• [EXERCISE TASKS]
A – From the passage on the documentary In Search of Tomorrow, extract the text from "In Search of" up to and including "the creative process.".
B – Answer these questions from the passage on the documentary In Search of Tomorrow:
(i) In what year was the film released?
(ii) Who wrote and directed it?
(iii) Besides the films themselves, what does the documentary also examine?
C – Carry on the passage on the documentary In Search of Tomorrow, starting right after its final sentence.

• [SOURCE EXTRACT]

In Search of Tomorrow is a 2022 documentary film, written and directed by David A. Weiner. It takes the viewer on a year-by-year deep dive into science fiction films of the 1980s, such as Star Wars (namely The Empire Strikes Back and Return of the Jedi), Star Trek II: The Wrath of Khan, Blade Runner, E.T. the Extra-Terrestrial, Back to the Future, Dune, RoboCop, Aliens, Tron, WarGames, The Terminator, Ghostbusters, Predator, Akira, The Road Warrior, The Abyss, Short Circuit, and several more. The film also examines the science and technology behind the fiction amid insider tales of the creative process.

• [INFORMATION PROVIDED]
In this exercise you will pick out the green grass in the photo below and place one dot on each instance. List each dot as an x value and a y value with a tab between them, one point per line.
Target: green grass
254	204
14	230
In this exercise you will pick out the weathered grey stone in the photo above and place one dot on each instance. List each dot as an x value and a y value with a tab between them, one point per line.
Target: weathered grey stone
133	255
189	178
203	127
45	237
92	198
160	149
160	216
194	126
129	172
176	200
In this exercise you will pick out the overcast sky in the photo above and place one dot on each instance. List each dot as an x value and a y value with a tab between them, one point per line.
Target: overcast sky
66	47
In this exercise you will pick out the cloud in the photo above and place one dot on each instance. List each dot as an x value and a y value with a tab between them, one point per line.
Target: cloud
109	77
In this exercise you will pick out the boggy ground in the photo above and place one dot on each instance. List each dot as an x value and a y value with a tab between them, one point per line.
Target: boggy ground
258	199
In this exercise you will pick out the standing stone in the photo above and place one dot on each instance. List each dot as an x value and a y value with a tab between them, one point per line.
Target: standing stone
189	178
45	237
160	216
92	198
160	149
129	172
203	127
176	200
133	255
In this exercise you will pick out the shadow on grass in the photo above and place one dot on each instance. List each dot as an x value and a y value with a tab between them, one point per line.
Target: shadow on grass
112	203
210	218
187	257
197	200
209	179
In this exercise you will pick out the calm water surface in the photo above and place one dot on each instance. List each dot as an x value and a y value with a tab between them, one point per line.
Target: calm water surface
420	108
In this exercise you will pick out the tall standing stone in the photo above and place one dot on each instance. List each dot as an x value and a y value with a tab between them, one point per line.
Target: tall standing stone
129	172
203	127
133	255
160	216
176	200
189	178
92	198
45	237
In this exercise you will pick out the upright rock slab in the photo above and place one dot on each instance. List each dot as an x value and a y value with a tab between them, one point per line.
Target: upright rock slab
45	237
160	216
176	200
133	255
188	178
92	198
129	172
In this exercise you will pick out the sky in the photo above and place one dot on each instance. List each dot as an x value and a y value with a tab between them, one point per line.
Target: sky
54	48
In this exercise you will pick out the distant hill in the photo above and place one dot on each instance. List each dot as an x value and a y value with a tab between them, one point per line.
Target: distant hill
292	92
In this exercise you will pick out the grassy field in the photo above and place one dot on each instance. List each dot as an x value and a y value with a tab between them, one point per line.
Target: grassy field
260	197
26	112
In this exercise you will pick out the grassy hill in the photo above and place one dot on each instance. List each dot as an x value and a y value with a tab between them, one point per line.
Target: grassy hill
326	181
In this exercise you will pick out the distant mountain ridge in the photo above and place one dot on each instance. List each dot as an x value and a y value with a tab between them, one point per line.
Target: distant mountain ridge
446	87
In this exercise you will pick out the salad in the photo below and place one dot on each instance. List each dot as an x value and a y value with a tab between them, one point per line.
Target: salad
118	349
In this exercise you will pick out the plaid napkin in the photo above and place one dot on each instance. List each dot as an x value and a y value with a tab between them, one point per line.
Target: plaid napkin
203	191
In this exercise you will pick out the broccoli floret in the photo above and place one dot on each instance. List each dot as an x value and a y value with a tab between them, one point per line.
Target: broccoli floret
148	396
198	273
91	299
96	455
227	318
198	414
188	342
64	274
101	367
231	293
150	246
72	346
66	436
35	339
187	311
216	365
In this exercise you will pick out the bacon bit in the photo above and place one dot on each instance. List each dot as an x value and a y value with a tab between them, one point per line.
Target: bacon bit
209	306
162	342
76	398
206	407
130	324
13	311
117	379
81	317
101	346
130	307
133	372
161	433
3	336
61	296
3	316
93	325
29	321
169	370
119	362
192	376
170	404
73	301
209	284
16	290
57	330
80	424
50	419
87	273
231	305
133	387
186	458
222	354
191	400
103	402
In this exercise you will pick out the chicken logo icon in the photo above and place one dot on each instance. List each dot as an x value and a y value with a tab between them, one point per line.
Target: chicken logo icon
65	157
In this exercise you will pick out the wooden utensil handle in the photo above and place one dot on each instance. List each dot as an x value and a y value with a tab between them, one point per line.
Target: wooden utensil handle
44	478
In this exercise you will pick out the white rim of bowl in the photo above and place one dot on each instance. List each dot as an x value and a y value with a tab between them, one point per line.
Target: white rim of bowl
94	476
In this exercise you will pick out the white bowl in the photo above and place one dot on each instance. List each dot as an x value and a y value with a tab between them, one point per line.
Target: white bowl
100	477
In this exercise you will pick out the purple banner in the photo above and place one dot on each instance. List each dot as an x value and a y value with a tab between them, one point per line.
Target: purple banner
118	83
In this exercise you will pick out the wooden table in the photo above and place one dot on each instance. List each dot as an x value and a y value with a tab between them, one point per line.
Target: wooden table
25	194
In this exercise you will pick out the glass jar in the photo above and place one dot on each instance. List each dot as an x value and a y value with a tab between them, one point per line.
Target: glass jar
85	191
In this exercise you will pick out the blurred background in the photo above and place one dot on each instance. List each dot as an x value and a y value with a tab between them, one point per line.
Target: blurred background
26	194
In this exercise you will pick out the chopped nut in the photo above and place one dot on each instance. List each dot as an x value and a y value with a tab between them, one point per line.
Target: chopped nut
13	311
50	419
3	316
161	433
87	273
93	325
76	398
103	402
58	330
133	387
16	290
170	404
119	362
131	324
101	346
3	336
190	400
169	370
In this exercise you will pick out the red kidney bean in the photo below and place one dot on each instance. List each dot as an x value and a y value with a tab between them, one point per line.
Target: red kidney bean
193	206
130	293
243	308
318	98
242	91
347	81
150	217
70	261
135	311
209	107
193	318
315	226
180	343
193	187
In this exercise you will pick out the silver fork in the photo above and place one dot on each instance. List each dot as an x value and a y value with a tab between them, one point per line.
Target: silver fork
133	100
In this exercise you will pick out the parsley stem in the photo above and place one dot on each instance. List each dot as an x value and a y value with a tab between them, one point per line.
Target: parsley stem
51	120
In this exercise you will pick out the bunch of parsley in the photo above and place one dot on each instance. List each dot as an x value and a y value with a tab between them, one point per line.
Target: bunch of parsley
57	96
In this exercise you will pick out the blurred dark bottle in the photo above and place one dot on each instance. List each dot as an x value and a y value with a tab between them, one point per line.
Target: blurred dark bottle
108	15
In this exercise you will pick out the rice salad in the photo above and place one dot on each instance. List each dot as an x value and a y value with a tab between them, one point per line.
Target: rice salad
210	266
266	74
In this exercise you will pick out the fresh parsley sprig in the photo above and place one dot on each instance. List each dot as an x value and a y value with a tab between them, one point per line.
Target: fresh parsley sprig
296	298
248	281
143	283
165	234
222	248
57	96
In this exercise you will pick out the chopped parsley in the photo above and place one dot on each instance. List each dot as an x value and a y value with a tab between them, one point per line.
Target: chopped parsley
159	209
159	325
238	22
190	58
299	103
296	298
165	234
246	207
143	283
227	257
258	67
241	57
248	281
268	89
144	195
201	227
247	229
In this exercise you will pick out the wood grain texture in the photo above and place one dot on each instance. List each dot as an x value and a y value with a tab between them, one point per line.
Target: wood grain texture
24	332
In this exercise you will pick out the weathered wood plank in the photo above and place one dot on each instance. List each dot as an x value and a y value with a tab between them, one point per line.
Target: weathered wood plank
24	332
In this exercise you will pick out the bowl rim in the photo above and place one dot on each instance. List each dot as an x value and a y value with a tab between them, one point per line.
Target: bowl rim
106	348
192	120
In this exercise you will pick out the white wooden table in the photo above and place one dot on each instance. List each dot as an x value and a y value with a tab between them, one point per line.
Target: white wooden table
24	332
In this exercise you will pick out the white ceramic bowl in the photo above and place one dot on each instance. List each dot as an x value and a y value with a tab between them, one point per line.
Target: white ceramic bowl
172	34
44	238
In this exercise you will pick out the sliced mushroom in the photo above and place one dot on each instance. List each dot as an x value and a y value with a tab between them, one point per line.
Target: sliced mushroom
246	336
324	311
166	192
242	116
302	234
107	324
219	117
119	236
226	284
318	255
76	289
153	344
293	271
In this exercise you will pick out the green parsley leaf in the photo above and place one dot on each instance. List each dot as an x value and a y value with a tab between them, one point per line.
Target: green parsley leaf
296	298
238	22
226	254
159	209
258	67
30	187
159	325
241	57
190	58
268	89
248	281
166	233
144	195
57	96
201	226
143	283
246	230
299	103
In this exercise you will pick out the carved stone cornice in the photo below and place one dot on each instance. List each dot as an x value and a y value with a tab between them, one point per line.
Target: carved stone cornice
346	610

--

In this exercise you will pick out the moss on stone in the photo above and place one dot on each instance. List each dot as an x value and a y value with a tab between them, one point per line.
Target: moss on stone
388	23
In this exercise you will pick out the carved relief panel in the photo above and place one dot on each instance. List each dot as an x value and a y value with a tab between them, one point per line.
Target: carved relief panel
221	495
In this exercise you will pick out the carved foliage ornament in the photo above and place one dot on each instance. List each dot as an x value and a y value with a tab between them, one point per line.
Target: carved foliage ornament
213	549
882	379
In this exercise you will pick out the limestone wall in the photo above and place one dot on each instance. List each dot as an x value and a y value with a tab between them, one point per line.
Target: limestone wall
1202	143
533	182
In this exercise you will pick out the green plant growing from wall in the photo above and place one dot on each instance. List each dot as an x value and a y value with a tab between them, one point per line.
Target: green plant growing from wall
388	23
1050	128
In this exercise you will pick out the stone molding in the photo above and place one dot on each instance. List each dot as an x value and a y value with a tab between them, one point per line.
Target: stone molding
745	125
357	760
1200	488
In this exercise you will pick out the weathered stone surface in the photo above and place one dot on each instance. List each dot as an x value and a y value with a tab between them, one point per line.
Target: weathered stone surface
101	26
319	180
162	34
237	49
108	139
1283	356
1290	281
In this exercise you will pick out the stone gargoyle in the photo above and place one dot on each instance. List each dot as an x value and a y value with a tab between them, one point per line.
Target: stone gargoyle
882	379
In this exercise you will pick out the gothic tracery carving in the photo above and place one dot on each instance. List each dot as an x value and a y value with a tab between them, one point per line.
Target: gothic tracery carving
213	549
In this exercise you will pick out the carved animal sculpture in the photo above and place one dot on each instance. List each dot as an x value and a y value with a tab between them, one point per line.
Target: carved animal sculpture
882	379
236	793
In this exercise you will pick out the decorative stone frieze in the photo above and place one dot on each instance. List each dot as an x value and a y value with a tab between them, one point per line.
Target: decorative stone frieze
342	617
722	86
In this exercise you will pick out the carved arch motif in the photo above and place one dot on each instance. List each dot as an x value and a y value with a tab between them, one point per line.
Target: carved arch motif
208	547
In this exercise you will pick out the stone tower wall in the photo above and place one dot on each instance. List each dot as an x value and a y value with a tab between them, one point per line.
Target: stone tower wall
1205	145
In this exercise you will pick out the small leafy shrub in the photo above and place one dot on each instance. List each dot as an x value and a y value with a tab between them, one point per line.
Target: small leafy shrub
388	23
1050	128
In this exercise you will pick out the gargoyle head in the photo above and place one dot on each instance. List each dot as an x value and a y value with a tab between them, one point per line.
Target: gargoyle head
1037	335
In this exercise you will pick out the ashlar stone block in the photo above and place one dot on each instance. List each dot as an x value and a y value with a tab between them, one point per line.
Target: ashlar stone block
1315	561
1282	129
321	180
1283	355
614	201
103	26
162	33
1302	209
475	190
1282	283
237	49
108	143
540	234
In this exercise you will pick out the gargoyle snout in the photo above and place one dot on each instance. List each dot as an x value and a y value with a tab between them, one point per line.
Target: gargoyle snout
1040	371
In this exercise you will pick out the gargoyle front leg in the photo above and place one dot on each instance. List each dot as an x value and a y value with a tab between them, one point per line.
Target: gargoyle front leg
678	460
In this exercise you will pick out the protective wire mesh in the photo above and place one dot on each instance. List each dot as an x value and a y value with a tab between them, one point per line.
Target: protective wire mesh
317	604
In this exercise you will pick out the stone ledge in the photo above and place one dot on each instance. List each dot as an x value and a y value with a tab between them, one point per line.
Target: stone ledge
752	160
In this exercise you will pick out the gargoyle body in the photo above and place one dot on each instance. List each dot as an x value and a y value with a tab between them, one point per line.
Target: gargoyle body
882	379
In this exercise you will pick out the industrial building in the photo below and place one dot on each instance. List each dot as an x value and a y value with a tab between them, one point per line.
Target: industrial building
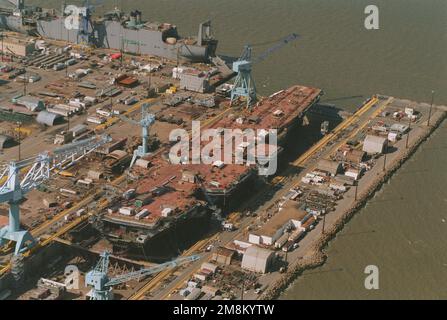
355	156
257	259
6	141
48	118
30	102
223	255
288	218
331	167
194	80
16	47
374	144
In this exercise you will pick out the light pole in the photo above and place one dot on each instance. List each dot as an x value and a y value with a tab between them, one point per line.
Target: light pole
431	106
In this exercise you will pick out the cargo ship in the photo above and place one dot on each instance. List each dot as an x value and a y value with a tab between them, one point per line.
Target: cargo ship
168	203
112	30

• [SOLVED PROBLEMS]
A –
In Search of Tomorrow is a 2022 documentary film, written and directed by David A. Weiner. It takes the viewer on a year-by-year deep dive into science fiction films of the 1980s, such as Star Wars (namely The Empire Strikes Back and Return of the Jedi), Star Trek II: The Wrath of Khan, Blade Runner, E.T. the Extra-Terrestrial, Back to the Future, Dune, RoboCop, Aliens, Tron, WarGames, The Terminator, Ghostbusters, Predator, Akira, The Road Warrior, The Abyss, Short Circuit, and several more. The film also examines the science and technology behind the fiction amid insider tales of the creative process.

B –
(i) 2022
(ii) David A. Weiner
(iii) The science and technology behind the fiction, amid insider tales of the creative process

C –
The documentary features original interviews of key '80s sci-fi filmmakers, actors, special-effects and visual effects masters, as well as tech advisors, authors, influencers, composers and visionaries. Interspersed between the yearly timelines is a wide range of chapters that delve deeper into the intricacies of specific aspects of the movies including, worldbuilding, storytelling, character definition, costume design, and more.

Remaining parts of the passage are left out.